-- Dataset entries --
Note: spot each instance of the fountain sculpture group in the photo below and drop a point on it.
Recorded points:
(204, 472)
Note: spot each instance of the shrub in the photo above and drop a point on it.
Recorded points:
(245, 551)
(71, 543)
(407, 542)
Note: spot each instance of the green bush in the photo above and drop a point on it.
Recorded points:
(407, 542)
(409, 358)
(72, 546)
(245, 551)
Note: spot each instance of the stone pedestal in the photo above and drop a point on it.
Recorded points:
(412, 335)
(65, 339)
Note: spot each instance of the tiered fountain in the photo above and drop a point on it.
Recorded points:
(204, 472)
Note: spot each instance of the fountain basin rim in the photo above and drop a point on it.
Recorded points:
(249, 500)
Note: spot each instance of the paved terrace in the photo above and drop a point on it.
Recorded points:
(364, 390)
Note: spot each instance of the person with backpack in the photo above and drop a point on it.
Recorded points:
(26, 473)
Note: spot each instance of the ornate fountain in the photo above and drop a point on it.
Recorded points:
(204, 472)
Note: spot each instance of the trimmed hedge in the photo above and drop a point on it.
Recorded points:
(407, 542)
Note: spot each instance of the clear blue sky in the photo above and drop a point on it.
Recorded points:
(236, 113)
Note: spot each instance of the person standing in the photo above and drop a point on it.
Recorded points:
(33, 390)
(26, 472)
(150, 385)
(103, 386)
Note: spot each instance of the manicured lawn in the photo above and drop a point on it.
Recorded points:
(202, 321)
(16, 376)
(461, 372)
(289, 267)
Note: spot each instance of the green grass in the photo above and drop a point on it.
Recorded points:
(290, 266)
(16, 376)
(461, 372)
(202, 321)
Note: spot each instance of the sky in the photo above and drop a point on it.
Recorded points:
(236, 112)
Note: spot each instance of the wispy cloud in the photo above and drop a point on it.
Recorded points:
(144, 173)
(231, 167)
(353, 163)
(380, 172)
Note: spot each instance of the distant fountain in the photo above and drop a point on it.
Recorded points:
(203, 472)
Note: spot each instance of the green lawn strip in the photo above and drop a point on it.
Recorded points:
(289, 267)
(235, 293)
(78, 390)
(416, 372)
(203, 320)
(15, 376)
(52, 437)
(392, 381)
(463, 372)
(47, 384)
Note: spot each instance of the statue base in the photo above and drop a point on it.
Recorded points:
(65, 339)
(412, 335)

-- Required action --
Please transcribe the whole listing exactly as it stands.

-- Result of the task --
Note: spot each instance of the fountain sculpture group in the photo below and drop a point on it.
Recorded points:
(204, 472)
Note: spot each instance of the shrub in the photo above and drop a point on it.
Recorded points:
(245, 551)
(71, 543)
(407, 542)
Note: spot each instance of the green bush in the photo above and drop a point on it.
Recorded points:
(407, 542)
(409, 358)
(72, 546)
(245, 551)
Note: spot each instance of the stone pedestal in the photo above and drop a point on it.
Recorded points:
(412, 335)
(65, 339)
Note: spot each instance of the tiered fountain in the photo above and drop a point on it.
Recorded points:
(204, 472)
Note: spot each instance of the fountain basin rim in the photo above and drop a point on it.
Recorded points:
(249, 500)
Note: spot each instance of the paved terrace in the photo above and drop a point on it.
Recorded points:
(364, 390)
Note: spot each instance of the person with backpack in the photo above and drop a point on it.
Recorded points:
(26, 473)
Note: spot each instance of the ornate fountain in the photo above and drop a point on it.
Recorded points:
(204, 472)
Note: spot each instance of the trimmed hedge in the photo above and drop a point on it.
Recorded points:
(407, 542)
Note: spot each instance of the clear blue sky in the photo above and drop a point on it.
Recorded points:
(236, 113)
Note: spot each instance of the person standing in the photo above and drop a point on it.
Recorded points:
(33, 390)
(26, 472)
(150, 385)
(103, 386)
Note: spot each instance of the manicured lawn in the photo above and drop a point on it.
Recorded points:
(202, 321)
(16, 376)
(461, 372)
(289, 267)
Note: spot each instance of the green grass in the photo above and drop a point on it.
Recorded points:
(290, 266)
(16, 376)
(461, 372)
(202, 321)
Note: spot each instance of the sky in the photo above and drop a point on it.
Recorded points:
(236, 112)
Note: spot each instance of the wispy cloud in the photo above and drop a point on it.
Recorded points:
(144, 173)
(231, 167)
(353, 163)
(380, 172)
Note: spot each instance of the distant fountain in the photo above and drop a point on it.
Recorded points:
(203, 472)
Note: spot each instance of the green lawn strip in the photo above and drop a point on it.
Recorded points:
(289, 267)
(235, 293)
(78, 390)
(416, 372)
(203, 320)
(15, 376)
(52, 437)
(392, 381)
(463, 372)
(47, 384)
Note: spot each instance of the statue base in the photo above and drop a point on it.
Recorded points:
(65, 339)
(412, 335)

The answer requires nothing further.